Source data:
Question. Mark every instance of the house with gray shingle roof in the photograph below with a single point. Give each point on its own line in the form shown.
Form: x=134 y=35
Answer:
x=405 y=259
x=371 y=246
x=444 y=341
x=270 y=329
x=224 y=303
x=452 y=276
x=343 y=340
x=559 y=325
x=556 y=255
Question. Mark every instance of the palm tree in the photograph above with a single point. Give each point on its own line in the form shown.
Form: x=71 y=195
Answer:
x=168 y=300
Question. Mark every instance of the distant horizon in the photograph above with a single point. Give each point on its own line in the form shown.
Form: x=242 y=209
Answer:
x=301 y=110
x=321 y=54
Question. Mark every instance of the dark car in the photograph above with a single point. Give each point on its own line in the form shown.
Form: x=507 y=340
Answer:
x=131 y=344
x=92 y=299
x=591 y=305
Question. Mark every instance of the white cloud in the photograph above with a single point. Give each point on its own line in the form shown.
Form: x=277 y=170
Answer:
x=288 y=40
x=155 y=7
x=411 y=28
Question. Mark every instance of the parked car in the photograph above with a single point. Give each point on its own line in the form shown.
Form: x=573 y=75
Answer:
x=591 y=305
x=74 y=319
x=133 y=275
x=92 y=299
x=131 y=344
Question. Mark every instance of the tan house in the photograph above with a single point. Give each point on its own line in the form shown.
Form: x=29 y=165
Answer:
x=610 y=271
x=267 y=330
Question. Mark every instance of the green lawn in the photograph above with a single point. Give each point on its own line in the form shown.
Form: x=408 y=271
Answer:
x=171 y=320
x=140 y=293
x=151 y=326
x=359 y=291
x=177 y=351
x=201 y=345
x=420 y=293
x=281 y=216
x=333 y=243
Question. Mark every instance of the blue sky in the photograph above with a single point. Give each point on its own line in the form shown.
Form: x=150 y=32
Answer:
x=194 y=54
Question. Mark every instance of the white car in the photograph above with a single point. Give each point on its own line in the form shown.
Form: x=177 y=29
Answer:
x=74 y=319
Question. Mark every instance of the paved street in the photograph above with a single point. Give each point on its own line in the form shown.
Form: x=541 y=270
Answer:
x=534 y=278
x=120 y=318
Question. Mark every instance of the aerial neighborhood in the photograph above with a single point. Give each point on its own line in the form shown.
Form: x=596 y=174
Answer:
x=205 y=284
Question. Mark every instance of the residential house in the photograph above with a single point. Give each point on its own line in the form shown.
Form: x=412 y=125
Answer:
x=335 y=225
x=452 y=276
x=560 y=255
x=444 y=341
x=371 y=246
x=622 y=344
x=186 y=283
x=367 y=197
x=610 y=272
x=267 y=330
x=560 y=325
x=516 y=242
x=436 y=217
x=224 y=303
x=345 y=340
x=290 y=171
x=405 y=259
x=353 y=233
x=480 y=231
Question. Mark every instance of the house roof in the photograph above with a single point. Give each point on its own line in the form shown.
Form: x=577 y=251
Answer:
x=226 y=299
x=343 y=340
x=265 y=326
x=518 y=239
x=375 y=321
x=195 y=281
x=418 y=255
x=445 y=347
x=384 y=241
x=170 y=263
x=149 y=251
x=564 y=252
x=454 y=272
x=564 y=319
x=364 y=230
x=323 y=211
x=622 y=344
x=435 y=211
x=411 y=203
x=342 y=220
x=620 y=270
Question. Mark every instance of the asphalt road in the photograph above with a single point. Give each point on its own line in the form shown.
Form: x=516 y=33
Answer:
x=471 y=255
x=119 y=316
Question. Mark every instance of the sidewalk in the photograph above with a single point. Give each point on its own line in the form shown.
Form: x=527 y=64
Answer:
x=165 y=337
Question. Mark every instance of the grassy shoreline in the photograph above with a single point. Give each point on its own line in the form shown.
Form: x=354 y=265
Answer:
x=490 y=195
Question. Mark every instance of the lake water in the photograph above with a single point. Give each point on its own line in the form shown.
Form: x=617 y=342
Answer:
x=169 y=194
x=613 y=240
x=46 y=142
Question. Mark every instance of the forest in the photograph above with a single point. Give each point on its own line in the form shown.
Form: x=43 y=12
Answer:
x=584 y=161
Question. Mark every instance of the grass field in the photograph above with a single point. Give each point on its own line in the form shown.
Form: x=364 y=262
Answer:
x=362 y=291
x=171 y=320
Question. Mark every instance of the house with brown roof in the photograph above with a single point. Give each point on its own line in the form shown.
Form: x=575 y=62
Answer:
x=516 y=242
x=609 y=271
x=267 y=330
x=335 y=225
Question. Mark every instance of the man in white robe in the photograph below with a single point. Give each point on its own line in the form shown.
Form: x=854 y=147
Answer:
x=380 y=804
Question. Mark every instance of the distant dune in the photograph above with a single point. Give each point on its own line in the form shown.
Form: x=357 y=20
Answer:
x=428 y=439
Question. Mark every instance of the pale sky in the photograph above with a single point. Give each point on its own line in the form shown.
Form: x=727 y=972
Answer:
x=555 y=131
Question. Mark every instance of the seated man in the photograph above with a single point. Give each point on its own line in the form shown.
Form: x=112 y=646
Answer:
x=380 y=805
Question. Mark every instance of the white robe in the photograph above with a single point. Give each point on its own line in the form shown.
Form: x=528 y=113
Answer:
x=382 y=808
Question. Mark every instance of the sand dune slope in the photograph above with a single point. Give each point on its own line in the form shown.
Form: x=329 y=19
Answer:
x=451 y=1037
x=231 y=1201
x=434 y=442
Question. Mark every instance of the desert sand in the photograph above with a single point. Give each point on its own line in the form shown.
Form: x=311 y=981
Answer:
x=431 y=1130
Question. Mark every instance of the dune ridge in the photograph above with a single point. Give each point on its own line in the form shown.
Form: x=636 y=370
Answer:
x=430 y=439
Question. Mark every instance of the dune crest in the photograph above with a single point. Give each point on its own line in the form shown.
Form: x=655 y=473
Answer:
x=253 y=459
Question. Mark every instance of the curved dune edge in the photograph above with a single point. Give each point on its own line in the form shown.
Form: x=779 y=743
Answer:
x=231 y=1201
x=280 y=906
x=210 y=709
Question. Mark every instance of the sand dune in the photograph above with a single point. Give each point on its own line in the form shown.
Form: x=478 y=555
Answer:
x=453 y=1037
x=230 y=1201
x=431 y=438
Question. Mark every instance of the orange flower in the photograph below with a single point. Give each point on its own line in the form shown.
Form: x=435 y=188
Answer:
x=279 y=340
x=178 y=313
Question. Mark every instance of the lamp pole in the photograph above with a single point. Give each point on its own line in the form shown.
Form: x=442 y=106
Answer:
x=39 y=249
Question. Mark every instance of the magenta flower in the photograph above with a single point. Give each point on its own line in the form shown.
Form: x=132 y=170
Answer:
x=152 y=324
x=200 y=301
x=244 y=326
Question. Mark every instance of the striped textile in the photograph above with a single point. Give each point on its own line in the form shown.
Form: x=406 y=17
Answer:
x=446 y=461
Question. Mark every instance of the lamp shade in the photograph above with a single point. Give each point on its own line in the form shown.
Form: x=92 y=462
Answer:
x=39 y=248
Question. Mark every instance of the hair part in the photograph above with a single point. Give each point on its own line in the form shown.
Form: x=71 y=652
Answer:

EXERCISE AIM:
Turn all of the entries above into a Markdown table with the columns "No." and "Text". Give each nonblank line its own row, numbered in order, and leave blank lines out.

SOLUTION TO THIS PROBLEM:
| No. | Text |
|---|---|
| 1 | Question. Mark every instance of the house with gray shingle roof in the photograph below with a single point. Give each point on its own line in the form shown. |
| 2 | Form: x=134 y=35 |
| 3 | Answer: |
| 4 | x=405 y=259 |
| 5 | x=371 y=246 |
| 6 | x=444 y=341 |
| 7 | x=270 y=329 |
| 8 | x=224 y=303 |
| 9 | x=452 y=276 |
| 10 | x=343 y=340 |
| 11 | x=559 y=325 |
| 12 | x=556 y=255 |
| 13 | Question. Mark every instance of the palm tree in the photograph above with a single point. Give each point on its own line in the form shown. |
| 14 | Form: x=71 y=195 |
| 15 | Answer: |
| 16 | x=168 y=300 |
| 17 | Question. Mark every instance of the distant horizon in the photograph above with a single point. Give each point on its own line in the form shown. |
| 18 | Form: x=242 y=209 |
| 19 | Answer: |
| 20 | x=301 y=110 |
| 21 | x=321 y=54 |
| 22 | Question. Mark every instance of the dark car in the photograph above with a single point. Give each point on its own line in the form shown. |
| 23 | Form: x=507 y=340 |
| 24 | Answer: |
| 25 | x=131 y=344 |
| 26 | x=92 y=299 |
| 27 | x=591 y=305 |
| 28 | Question. Mark every instance of the white cloud in the photograph above with a single point. Give each point on its own line in the form shown. |
| 29 | Form: x=277 y=170 |
| 30 | Answer: |
| 31 | x=288 y=40 |
| 32 | x=155 y=7 |
| 33 | x=411 y=28 |
| 34 | Question. Mark every instance of the parked car in the photograph above with a single point. Give each point on its own line in the form shown. |
| 35 | Form: x=573 y=75 |
| 36 | Answer: |
| 37 | x=591 y=305 |
| 38 | x=74 y=319 |
| 39 | x=133 y=275 |
| 40 | x=92 y=299 |
| 41 | x=131 y=344 |
| 42 | Question. Mark every instance of the tan house in the photograph above with a single point. Give each point on its own line in the form shown. |
| 43 | Form: x=29 y=165 |
| 44 | Answer: |
| 45 | x=610 y=271 |
| 46 | x=267 y=330 |
| 47 | Question. Mark every instance of the green lawn in the photograph above with a single point. Give each point on its own line in the form shown. |
| 48 | Form: x=408 y=271 |
| 49 | Answer: |
| 50 | x=171 y=320 |
| 51 | x=140 y=293 |
| 52 | x=151 y=326 |
| 53 | x=359 y=291 |
| 54 | x=177 y=351 |
| 55 | x=201 y=345 |
| 56 | x=420 y=293 |
| 57 | x=281 y=216 |
| 58 | x=333 y=243 |
| 59 | Question. Mark every instance of the blue sky in the photograph above with a single point. Give each point on its own line in the form shown. |
| 60 | Form: x=150 y=32 |
| 61 | Answer: |
| 62 | x=194 y=54 |
| 63 | Question. Mark every instance of the white car in the photograph above with a single point. Give each point on its own line in the form shown. |
| 64 | Form: x=177 y=29 |
| 65 | Answer: |
| 66 | x=74 y=319 |
| 67 | Question. Mark every instance of the paved street in the photograph above with a single point. Give each point on its own line in the form shown. |
| 68 | Form: x=541 y=270 |
| 69 | Answer: |
| 70 | x=534 y=278 |
| 71 | x=120 y=318 |
| 72 | Question. Mark every instance of the aerial neighborhood in the photograph above with a single point. Give each point on its own line in the form shown. |
| 73 | Form: x=596 y=174 |
| 74 | Answer: |
| 75 | x=205 y=284 |
| 76 | Question. Mark every instance of the residential house in the photograph above with a single point. Give each point on its own line in the form shown. |
| 77 | Form: x=412 y=125 |
| 78 | Answer: |
| 79 | x=335 y=225 |
| 80 | x=452 y=276 |
| 81 | x=560 y=255 |
| 82 | x=444 y=341 |
| 83 | x=371 y=246 |
| 84 | x=622 y=344 |
| 85 | x=186 y=283 |
| 86 | x=367 y=197 |
| 87 | x=610 y=272 |
| 88 | x=267 y=330 |
| 89 | x=560 y=325 |
| 90 | x=516 y=242 |
| 91 | x=436 y=217 |
| 92 | x=224 y=303 |
| 93 | x=345 y=340 |
| 94 | x=290 y=171 |
| 95 | x=405 y=259 |
| 96 | x=353 y=233 |
| 97 | x=480 y=231 |
| 98 | Question. Mark every instance of the house roof in the photograph above with a single point. Give each point on its own line in the form shown. |
| 99 | Form: x=577 y=251 |
| 100 | Answer: |
| 101 | x=226 y=299 |
| 102 | x=343 y=340 |
| 103 | x=265 y=326 |
| 104 | x=518 y=239 |
| 105 | x=375 y=321 |
| 106 | x=195 y=281 |
| 107 | x=418 y=255 |
| 108 | x=445 y=347 |
| 109 | x=384 y=241 |
| 110 | x=170 y=263 |
| 111 | x=149 y=251 |
| 112 | x=564 y=252 |
| 113 | x=454 y=272 |
| 114 | x=564 y=319 |
| 115 | x=364 y=230 |
| 116 | x=323 y=211 |
| 117 | x=622 y=344 |
| 118 | x=435 y=211 |
| 119 | x=411 y=203 |
| 120 | x=342 y=220 |
| 121 | x=620 y=270 |
| 122 | Question. Mark every instance of the asphalt road in the photograph above with a single point. Give each point on its own line in the form shown. |
| 123 | Form: x=516 y=33 |
| 124 | Answer: |
| 125 | x=471 y=255 |
| 126 | x=119 y=316 |
| 127 | Question. Mark every instance of the sidewalk in the photograph above with a single point. Give each point on its own line in the form shown. |
| 128 | Form: x=527 y=64 |
| 129 | Answer: |
| 130 | x=165 y=337 |
| 131 | Question. Mark every instance of the grassy shoreline in the photograph above with a single point. Give each point on its own line in the form shown. |
| 132 | Form: x=354 y=265 |
| 133 | Answer: |
| 134 | x=490 y=195 |
| 135 | Question. Mark every instance of the lake water in the photograph above with a single point. Give each point on its own line in the form shown. |
| 136 | Form: x=617 y=342 |
| 137 | Answer: |
| 138 | x=169 y=194 |
| 139 | x=613 y=240 |
| 140 | x=46 y=142 |
| 141 | Question. Mark every instance of the forest in the photograph above with a single point. Give each point on its own line in the form shown. |
| 142 | Form: x=43 y=12 |
| 143 | Answer: |
| 144 | x=584 y=161 |
| 145 | Question. Mark every instance of the grass field in the photograph above with a single point. Give each point on its own line in the form shown. |
| 146 | Form: x=364 y=262 |
| 147 | Answer: |
| 148 | x=362 y=291 |
| 149 | x=171 y=320 |
| 150 | Question. Mark every instance of the house with brown roof in the photograph above with a single point. Give each point on its own line in the form shown. |
| 151 | Form: x=575 y=62 |
| 152 | Answer: |
| 153 | x=516 y=242 |
| 154 | x=609 y=271 |
| 155 | x=267 y=330 |
| 156 | x=335 y=225 |
| 157 | Question. Mark every instance of the man in white robe in the photograph below with a single point. Give each point on its own line in the form shown. |
| 158 | Form: x=854 y=147 |
| 159 | Answer: |
| 160 | x=380 y=804 |
| 161 | Question. Mark every instance of the distant dune in the photograph above with a single point. Give each point on its own line in the form shown. |
| 162 | Form: x=357 y=20 |
| 163 | Answer: |
| 164 | x=428 y=439 |
| 165 | Question. Mark every instance of the pale sky in the photograph above with a single point. Give each point on its own line in the form shown. |
| 166 | Form: x=727 y=972 |
| 167 | Answer: |
| 168 | x=555 y=131 |
| 169 | Question. Mark every instance of the seated man in the photograph above with a single point. Give each point on its own line in the form shown. |
| 170 | Form: x=112 y=646 |
| 171 | Answer: |
| 172 | x=380 y=805 |
| 173 | Question. Mark every instance of the white robe in the photograph above with a single point. Give each point on its own line in the form shown. |
| 174 | Form: x=528 y=113 |
| 175 | Answer: |
| 176 | x=382 y=808 |
| 177 | Question. Mark every instance of the sand dune slope in the photograph above with a single point. Give each point on its own line in the form shown. |
| 178 | Form: x=329 y=19 |
| 179 | Answer: |
| 180 | x=451 y=1037 |
| 181 | x=231 y=1201 |
| 182 | x=434 y=442 |
| 183 | Question. Mark every instance of the desert sand in the photograph above with a single point. Give each point on its own line in the form shown. |
| 184 | Form: x=311 y=981 |
| 185 | Answer: |
| 186 | x=431 y=1130 |
| 187 | Question. Mark every instance of the dune ridge in the photograph above with a single point. Give each point on its own line in the form shown. |
| 188 | Form: x=636 y=370 |
| 189 | Answer: |
| 190 | x=430 y=439 |
| 191 | Question. Mark every instance of the dune crest in the photograph above with a single point. Give each point on its own line in the form shown. |
| 192 | Form: x=655 y=473 |
| 193 | Answer: |
| 194 | x=253 y=459 |
| 195 | Question. Mark every instance of the curved dune edge in the photograph above with a single point. Give each point on its own line in the form shown. |
| 196 | Form: x=779 y=743 |
| 197 | Answer: |
| 198 | x=231 y=1201 |
| 199 | x=280 y=906 |
| 200 | x=210 y=709 |
| 201 | Question. Mark every instance of the sand dune in the photograph above with a single point. Give each point on its own line in the form shown. |
| 202 | Form: x=478 y=555 |
| 203 | Answer: |
| 204 | x=453 y=1037 |
| 205 | x=230 y=1201 |
| 206 | x=431 y=438 |
| 207 | Question. Mark every instance of the orange flower in the photograph below with a single point. Give each point on its own line in the form shown. |
| 208 | Form: x=435 y=188 |
| 209 | Answer: |
| 210 | x=279 y=340 |
| 211 | x=178 y=313 |
| 212 | Question. Mark every instance of the lamp pole in the photograph above with a single point. Give each point on its own line in the form shown. |
| 213 | Form: x=442 y=106 |
| 214 | Answer: |
| 215 | x=39 y=249 |
| 216 | Question. Mark every instance of the magenta flower in the photograph above with a single point. Give each point on its own line in the form shown. |
| 217 | Form: x=132 y=170 |
| 218 | Answer: |
| 219 | x=152 y=324 |
| 220 | x=200 y=301 |
| 221 | x=244 y=326 |
| 222 | Question. Mark every instance of the striped textile in the photograph above with a single point. Give each point on its own line in the form shown. |
| 223 | Form: x=406 y=17 |
| 224 | Answer: |
| 225 | x=446 y=461 |
| 226 | Question. Mark every instance of the lamp shade in the photograph above with a single point. Give each point on its own line in the form shown. |
| 227 | Form: x=92 y=462 |
| 228 | Answer: |
| 229 | x=39 y=248 |
| 230 | Question. Mark every instance of the hair part in the photograph above with a single point. Give each point on its own line in the form shown. |
| 231 | Form: x=71 y=652 |
| 232 | Answer: |